### Material shown
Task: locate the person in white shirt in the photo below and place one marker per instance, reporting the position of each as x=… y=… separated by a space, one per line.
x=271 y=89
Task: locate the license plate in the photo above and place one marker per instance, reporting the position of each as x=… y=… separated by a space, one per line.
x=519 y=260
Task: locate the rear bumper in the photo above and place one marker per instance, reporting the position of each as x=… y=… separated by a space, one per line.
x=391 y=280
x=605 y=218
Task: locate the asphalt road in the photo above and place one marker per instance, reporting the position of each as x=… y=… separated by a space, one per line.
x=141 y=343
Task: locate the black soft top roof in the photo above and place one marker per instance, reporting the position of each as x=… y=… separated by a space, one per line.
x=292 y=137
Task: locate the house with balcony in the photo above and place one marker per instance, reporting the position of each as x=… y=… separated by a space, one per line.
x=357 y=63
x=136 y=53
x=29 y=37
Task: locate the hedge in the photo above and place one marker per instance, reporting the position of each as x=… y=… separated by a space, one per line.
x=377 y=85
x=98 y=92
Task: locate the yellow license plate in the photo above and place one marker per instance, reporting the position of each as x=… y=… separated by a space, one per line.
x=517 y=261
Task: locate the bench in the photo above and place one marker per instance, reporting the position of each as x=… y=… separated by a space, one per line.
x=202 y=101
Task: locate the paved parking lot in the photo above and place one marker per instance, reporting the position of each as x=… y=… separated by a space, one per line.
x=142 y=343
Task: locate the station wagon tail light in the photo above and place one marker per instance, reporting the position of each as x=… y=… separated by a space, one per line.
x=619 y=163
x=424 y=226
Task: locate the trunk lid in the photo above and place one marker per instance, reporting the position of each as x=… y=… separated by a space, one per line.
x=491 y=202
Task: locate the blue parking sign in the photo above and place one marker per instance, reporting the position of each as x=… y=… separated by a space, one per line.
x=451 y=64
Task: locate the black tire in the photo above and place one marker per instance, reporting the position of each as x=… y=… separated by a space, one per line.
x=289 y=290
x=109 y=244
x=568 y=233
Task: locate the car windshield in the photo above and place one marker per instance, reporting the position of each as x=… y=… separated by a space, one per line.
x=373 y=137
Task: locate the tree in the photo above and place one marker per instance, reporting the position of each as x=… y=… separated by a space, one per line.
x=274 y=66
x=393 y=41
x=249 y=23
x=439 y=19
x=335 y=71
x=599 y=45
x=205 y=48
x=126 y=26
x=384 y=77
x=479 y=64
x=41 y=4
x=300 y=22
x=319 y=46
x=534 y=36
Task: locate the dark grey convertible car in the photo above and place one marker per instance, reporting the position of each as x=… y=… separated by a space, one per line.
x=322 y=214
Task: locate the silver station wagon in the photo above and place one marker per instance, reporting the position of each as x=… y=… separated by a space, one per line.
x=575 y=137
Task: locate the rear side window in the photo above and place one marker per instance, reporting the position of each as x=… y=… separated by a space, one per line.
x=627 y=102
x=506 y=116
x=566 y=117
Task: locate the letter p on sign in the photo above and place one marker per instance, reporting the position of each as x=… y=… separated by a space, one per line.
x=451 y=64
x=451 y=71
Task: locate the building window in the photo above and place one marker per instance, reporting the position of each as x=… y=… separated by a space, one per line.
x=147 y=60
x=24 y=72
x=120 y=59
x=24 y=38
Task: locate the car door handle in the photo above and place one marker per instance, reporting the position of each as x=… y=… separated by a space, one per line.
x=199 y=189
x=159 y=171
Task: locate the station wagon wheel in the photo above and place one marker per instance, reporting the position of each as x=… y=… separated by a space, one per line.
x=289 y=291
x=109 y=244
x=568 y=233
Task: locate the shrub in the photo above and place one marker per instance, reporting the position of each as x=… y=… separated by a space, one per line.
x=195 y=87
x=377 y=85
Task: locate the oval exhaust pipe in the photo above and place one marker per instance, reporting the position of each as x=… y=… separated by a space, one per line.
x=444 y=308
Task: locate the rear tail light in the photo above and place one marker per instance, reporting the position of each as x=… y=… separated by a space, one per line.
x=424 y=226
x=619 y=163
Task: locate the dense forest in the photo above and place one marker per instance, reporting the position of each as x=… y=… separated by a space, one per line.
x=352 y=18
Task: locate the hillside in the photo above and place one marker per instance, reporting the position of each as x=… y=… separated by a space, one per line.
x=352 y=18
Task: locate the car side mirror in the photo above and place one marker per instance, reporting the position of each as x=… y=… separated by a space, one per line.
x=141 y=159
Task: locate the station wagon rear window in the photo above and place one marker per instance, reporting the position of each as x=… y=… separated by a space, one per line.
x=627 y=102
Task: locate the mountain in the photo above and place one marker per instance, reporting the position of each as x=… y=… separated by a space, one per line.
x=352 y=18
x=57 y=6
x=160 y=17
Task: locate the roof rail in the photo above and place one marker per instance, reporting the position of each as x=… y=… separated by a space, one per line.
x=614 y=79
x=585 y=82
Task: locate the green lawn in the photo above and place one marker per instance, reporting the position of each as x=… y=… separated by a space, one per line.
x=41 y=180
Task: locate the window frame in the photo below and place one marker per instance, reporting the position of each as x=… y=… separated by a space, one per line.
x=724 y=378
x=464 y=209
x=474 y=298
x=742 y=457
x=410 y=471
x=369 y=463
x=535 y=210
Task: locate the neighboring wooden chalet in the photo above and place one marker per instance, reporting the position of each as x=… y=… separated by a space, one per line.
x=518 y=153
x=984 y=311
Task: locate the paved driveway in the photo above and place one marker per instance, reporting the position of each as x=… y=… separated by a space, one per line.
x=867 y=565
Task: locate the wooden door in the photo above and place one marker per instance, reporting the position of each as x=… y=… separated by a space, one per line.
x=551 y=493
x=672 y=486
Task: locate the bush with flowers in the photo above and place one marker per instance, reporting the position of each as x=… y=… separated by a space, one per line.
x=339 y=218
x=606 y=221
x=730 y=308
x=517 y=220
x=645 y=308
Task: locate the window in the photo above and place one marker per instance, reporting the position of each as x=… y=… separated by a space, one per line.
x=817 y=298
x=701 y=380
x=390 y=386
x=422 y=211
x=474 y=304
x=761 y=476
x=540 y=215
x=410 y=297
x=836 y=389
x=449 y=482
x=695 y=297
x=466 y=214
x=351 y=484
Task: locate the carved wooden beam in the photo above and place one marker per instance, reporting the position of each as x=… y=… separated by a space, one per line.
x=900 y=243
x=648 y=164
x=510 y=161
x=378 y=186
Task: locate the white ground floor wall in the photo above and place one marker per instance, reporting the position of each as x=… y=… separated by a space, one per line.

### Directions
In every item above, replace "marker" with "pin" and leave all other text unchanged.

### Answer to this task
Task: locate the person in white shirt in the photo below and place one pin per instance, reporting the position of each as x=… y=… separated by a space, one per line.
x=271 y=89
Task: locate the license plate in the photo above and place one pin per instance, reporting the position of each as x=… y=… separated by a space, one per line.
x=519 y=260
Task: locate the rear bumper in the photo above and place one pin per instance, reporting the position of each as x=… y=… separated by a space, one per line.
x=391 y=280
x=605 y=218
Task: locate the asphalt road in the photo above and place one pin per instance, reporting the position of each as x=… y=… separated by a space, one per line.
x=141 y=343
Task: locate the black soft top roof in the photo above and place one pin per instance, reporting the position of each as x=… y=… separated by a space, one per line.
x=292 y=137
Task: locate the house with balcony in the photo above and place one pin per instance, reporting the position of each as x=… y=… separated by a space, one per line.
x=357 y=63
x=136 y=53
x=29 y=37
Task: locate the hedge in the photo above and place one pin per instance, reporting the position of each as x=… y=… separated by a space, one per line.
x=377 y=85
x=98 y=92
Task: locate the yellow license plate in the photo above and place one pin per instance, reporting the position of each as x=… y=… separated by a space, one per line.
x=517 y=261
Task: locate the bench in the photo above and place one pin per instance, reporting the position of each as x=… y=… separated by a space, one per line.
x=202 y=101
Task: locate the paved parking lot in the photo above and place one pin per instance, reporting the position of each as x=… y=… separated by a space, one per line.
x=142 y=343
Task: locate the station wagon tail light in the photo above and place one pin per instance, reporting the position of each as x=… y=… separated by a space, one per line.
x=619 y=163
x=424 y=226
Task: locate the trunk lid in the photo above and place one pin per instance, reporting the position of each as x=… y=… separated by a space, one per line.
x=491 y=202
Task: locate the blue parking sign in the photo above and place one pin per instance, reporting the position of each as x=… y=… separated by a space, one per line.
x=451 y=64
Task: locate the black tire in the photo above and place one pin per instance, reporting the position of each as x=… y=… separated by a space, one per line.
x=289 y=290
x=109 y=244
x=568 y=233
Task: locate the car windshield in the photo above and place one pin per instance, reporting the position of each as x=… y=… separated by a space, one per line.
x=373 y=137
Task: locate the tree in the photo above and place one pin per instance, reporting the position of each as x=… y=… separated by a space, one per line.
x=274 y=66
x=393 y=41
x=249 y=23
x=439 y=19
x=335 y=71
x=599 y=45
x=205 y=48
x=126 y=26
x=384 y=77
x=479 y=64
x=41 y=4
x=300 y=22
x=319 y=46
x=534 y=36
Task: locate the dark grey convertible car in the photo above and place one pin per instance, reporting the position of each as x=… y=… separated by a space, one per line.
x=322 y=214
Task: locate the silver station wagon in the photo above and place one pin per instance, reporting the position of each as x=… y=… separated by a space, one per line.
x=575 y=137
Task: locate the rear side window in the photo above and place one pin per instance, reporting the position of each as x=… y=… separated by a space, one per line.
x=627 y=102
x=506 y=116
x=566 y=117
Task: locate the letter p on sign in the photo above and place one pin per instance, reporting the position of each as x=… y=… separated by a space, one per line.
x=451 y=64
x=451 y=71
Task: locate the building window in the photo above and place one pin per instance, reporting the position of each as x=… y=… separated by a space, one per line.
x=147 y=60
x=24 y=72
x=120 y=59
x=24 y=38
Task: locate the car door handle in the photo above and place one pin per instance, reporting the position of each as x=… y=… separated by a space, one per line.
x=199 y=189
x=159 y=171
Task: locate the station wagon wheel in the photo above and place one pin per instance, reporting the position of each as x=… y=… separated by a space, one per line.
x=289 y=291
x=109 y=244
x=568 y=233
Task: locate the shrub in the photo above and place one pin per instance, reporting the position of each as x=… y=… separated by a space, one per line.
x=195 y=87
x=377 y=85
Task: locate the oval exhaust pipe in the photo above and place one pin per instance, reporting the position of each as x=… y=… separated by a space, one per line.
x=444 y=308
Task: locate the rear tail light in the photo above and place one pin per instance, reporting the position of each as x=… y=… separated by a space, one per line.
x=424 y=226
x=619 y=163
Task: locate the dense forest in the photo above and place one pin per instance, reporting the position of each as x=… y=… separated by a space, one per line.
x=352 y=18
Task: locate the hillside in the photo above and place one pin per instance, reporting the position of each as x=… y=… separated by a space, one per line.
x=352 y=18
Task: locate the car side mirror in the photo above and place one pin per instance, reporting the position of each as x=… y=… separated by a space, one per line.
x=141 y=159
Task: locate the station wagon rear window in the photo above and place one pin per instance, reporting the position of each as x=… y=… separated by a space, one per line.
x=627 y=102
Task: locate the mountain in the photo above and place one pin per instance, reporting the position of each as x=… y=… separated by a space, one per line.
x=352 y=18
x=57 y=6
x=160 y=17
Task: locate the roof rail in the photo above and place one pin per instance, reporting the position of each as x=… y=… separated by a space, one per line.
x=614 y=79
x=585 y=82
Task: locate the green lawn in the photo above and place one pin per instance, reporting the position of each as x=… y=… separated by a space, one per line.
x=41 y=180
Task: locate the window frame in the photo below and place one pin per instance, reporting the position of each as x=… y=… separated by a space, one per line.
x=724 y=378
x=464 y=209
x=474 y=298
x=742 y=457
x=410 y=471
x=369 y=463
x=535 y=210
Task: locate the neighboring wooden chalet in the photo above and place one pin per instance, reporting the position of each as x=… y=… separated by a space, one per line.
x=518 y=153
x=984 y=311
Task: locate the paved driveway in the photo above and place one pin per instance, reporting the position of each as x=… y=… separated by a space, one per line.
x=867 y=565
Task: locate the wooden door in the photo above and place one pin per instance, reporting the position of each as x=… y=… separated by a space, one per line.
x=551 y=493
x=672 y=486
Task: locate the bush with flowers in the photo above and place one pin per instance, reporting the position of each as x=… y=… separated by a space, one per line.
x=339 y=218
x=606 y=221
x=730 y=308
x=517 y=220
x=645 y=308
Task: locate the window in the photo above and place one pin per instance, reporting the position of each as x=… y=… separated by a space, one per line.
x=817 y=298
x=701 y=380
x=390 y=386
x=422 y=211
x=474 y=304
x=761 y=476
x=540 y=215
x=410 y=297
x=836 y=389
x=449 y=482
x=695 y=297
x=466 y=214
x=351 y=484
Task: locate the carved wooden beam in the photo above and place one pin per instance, reporting the position of each as x=… y=… separated by a space, one per line.
x=900 y=243
x=648 y=164
x=510 y=161
x=378 y=186
Task: locate the white ground floor wall in the photo above and place one pin per instance, reporting the position of each as x=… y=… separated by a space, one per line.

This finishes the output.